Your instructions:
Copy all the data exactly, except the pictures.

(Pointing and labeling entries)
□ □ □ □ □ □ □

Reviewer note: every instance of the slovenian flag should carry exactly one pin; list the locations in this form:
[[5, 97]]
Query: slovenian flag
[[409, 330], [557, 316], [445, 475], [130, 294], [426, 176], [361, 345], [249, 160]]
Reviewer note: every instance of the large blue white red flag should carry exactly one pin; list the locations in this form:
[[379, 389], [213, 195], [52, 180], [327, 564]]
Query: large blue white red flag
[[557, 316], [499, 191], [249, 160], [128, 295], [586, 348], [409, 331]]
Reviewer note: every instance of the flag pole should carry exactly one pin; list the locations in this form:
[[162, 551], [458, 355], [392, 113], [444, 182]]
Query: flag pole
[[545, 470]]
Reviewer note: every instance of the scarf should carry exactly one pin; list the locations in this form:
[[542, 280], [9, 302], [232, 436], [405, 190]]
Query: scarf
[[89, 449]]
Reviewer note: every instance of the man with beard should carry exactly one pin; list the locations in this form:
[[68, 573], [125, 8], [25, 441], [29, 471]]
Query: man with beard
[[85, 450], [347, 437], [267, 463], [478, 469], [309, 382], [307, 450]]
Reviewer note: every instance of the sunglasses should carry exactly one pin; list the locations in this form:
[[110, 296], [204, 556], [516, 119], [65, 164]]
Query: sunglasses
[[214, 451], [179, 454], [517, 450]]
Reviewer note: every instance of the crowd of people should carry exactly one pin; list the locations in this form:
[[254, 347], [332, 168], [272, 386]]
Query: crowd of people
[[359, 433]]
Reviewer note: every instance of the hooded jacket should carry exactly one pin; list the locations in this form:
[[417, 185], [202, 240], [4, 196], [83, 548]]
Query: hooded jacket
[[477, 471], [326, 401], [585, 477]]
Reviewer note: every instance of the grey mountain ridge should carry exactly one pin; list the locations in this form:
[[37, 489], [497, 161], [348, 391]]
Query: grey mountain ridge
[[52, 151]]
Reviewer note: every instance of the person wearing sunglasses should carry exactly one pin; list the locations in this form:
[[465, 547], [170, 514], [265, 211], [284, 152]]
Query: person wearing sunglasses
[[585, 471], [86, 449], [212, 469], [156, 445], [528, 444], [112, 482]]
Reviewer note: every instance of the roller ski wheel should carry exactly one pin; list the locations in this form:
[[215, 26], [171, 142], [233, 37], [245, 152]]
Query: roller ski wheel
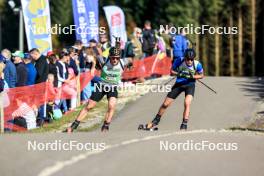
[[147, 128], [183, 127]]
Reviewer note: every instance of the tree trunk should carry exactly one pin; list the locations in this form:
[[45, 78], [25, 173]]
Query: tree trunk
[[231, 47], [253, 28], [197, 48], [240, 43]]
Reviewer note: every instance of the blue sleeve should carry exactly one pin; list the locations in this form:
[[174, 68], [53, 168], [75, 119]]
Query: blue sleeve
[[199, 68], [177, 63], [7, 75], [184, 44]]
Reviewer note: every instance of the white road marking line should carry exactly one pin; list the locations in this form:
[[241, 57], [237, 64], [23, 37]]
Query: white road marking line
[[50, 170]]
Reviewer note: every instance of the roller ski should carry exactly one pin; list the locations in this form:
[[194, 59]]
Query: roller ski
[[152, 126], [184, 125]]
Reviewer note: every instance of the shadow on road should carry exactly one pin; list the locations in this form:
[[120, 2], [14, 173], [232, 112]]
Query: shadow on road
[[254, 87]]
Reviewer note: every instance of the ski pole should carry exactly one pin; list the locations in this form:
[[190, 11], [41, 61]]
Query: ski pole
[[207, 86]]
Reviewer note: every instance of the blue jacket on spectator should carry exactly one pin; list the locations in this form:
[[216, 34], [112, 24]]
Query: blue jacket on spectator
[[32, 73], [10, 74]]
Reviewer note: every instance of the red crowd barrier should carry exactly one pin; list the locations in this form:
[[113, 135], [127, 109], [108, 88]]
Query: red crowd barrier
[[39, 94]]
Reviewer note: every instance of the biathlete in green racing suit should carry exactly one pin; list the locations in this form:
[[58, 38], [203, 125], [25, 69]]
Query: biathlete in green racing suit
[[110, 78]]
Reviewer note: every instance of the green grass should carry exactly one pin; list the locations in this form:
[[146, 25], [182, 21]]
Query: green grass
[[56, 125]]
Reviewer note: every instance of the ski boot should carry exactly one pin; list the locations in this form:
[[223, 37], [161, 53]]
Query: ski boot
[[184, 124], [152, 126], [105, 127], [73, 127]]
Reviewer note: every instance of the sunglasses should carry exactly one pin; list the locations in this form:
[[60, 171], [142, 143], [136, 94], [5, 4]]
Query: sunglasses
[[115, 58]]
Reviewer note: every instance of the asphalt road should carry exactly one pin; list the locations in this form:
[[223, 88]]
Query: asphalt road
[[166, 152]]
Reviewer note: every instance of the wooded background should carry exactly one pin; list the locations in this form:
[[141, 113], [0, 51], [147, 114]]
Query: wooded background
[[221, 55]]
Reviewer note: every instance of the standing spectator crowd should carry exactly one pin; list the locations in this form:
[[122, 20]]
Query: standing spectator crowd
[[19, 69]]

□ □ □ □ □ □ □

Written answer:
Reviewer note: every instance of the slovenian flag should carry exactly one pin; list the locations in this form:
[[5, 97]]
Query: slovenian flag
[[409, 330], [557, 316], [445, 475], [130, 294], [426, 176], [361, 345], [249, 160]]
Reviewer note: every instance of the large blue white red flag should carry exactly one pin; list the locations in this form:
[[379, 389], [213, 195], [52, 180], [327, 564]]
Query: large blue white red flag
[[557, 316], [499, 191], [249, 160], [128, 295], [586, 348], [409, 331]]
Reviewer note: every instance of the flag pole should carry exactly one pin; list the locations in this form:
[[162, 551], [458, 355], [392, 113], [444, 182]]
Query: flag pole
[[545, 470]]
Reviewer note: every instance of the scarf should carry exactly one pin; list the locations in this form:
[[542, 280], [9, 302], [232, 436], [405, 190]]
Query: scarf
[[89, 449]]
Reviewer note: every instance of the man with beard should carry exactly one pin; list the locations in this form:
[[68, 573], [125, 8], [25, 441], [29, 471]]
Query: man with beard
[[85, 450], [347, 437], [267, 463], [478, 469], [309, 382], [307, 450]]
Reviewer note: every instance of the sunglasses should carry exactly one pin; list the locations in this form:
[[110, 296], [204, 556], [516, 119], [65, 164]]
Query: sunglasses
[[214, 451], [179, 454], [517, 450]]
Reviewer note: every instance of the crowd of people should carry exactly one pin; list the locations in this form:
[[254, 347], [332, 168], [272, 386]]
Query: crowd of people
[[359, 433]]
Reviewer note: every instance of the hooded jacket should carry exactly one pin; list the locations in this form:
[[417, 185], [202, 240], [4, 196], [83, 548]]
Query: hooded jacket
[[477, 471], [326, 401], [585, 477]]
Reviewer note: every instance of the grey mountain ridge should carry exactly one pin; list the locations in this form:
[[37, 489], [497, 161], [348, 391]]
Query: grey mountain ridge
[[52, 151]]
Reviewer note: every instance of the person wearing sunglasses should carry exactly one pin; list the locations in this form:
[[465, 547], [170, 514], [265, 211], [284, 152]]
Query: person wearing sunglasses
[[585, 471], [86, 449], [212, 469], [156, 445], [528, 444], [112, 482]]
Reviewer note: every instance of the roller ski wheel should carry exactly one pin; list the locations in this form:
[[215, 26], [171, 142], [233, 37], [245, 152]]
Query: roller ski wheel
[[147, 128], [183, 127]]
Reviewer note: every instance of the tree trunk should carry exactly one pin; list the locations in this form:
[[45, 78], [25, 173]]
Query: tree trunk
[[231, 47], [253, 28], [197, 48], [240, 43]]
Reviewer note: every instance of the blue sleeve should carry exactly one pin; list the locations in this form:
[[174, 68], [53, 168], [75, 119]]
Query: blue sleeve
[[199, 68], [177, 63], [7, 75], [184, 44]]
Reviewer note: every instance of the white road marking line should carry exactly one pin; list the locations in this form:
[[241, 57], [237, 64], [23, 37]]
Query: white road marking line
[[50, 170]]
Reviewer note: every instance of the roller ski should carry exactly one pin; list the locations in this form:
[[194, 59]]
Query: roller ski
[[152, 126], [184, 125]]
Reviewer note: every instance of the shadow on road should carry exactly one pin; list the locations in this form:
[[120, 2], [14, 173], [232, 112]]
Query: shadow on road
[[254, 87]]
Reviewer note: every instance of the ski pole should carry exactly one pin; list the locations in this form:
[[190, 11], [41, 61]]
Query: ski pole
[[207, 86]]
Reviewer note: every instance of the blue jacket on spectator should carry exactly one pin; list the locations in this form:
[[216, 34], [112, 24]]
Query: blue jacket on spectator
[[32, 73], [10, 74]]
Reviewer note: every instance of the red crowd barrier should carry exactly one pin; list the locations in this form:
[[113, 135], [127, 109], [108, 88]]
Query: red crowd barrier
[[39, 94]]
Reviewer note: every instance of the biathlete in green racing suit should carry exactly one pin; list the locations in this form:
[[58, 38], [203, 125], [25, 69]]
Query: biathlete in green racing suit
[[110, 78]]
Reviewer note: every instance of the green grass should carry exactly one pin; list the locations in this form:
[[146, 25], [182, 21]]
Query: green grass
[[56, 125]]
Reviewer note: every instance of the ski boot should carry exactly one pin; list the locations in this form:
[[223, 37], [161, 53]]
Query: ski boot
[[184, 124], [152, 126], [105, 127], [73, 127]]
Reviewer note: every instance of the sunglasses should carry exactly one pin; list the locations in this form:
[[60, 171], [142, 143], [136, 94], [5, 4]]
Query: sunglasses
[[115, 58]]
Reviewer note: every instance of the asphalt road should carry exactly one pin; list the locations in this form:
[[223, 88]]
Query: asphalt road
[[166, 152]]
Reviewer note: every instance of the wooded background should carry exactly one pin; list the locations in this form:
[[141, 113], [0, 51], [147, 114]]
Query: wooded background
[[221, 55]]
Reviewer note: every instance of the standing spectator crowd should carry exactly one pin; list the locations in this form:
[[122, 20]]
Query: standing spectator crowd
[[19, 69]]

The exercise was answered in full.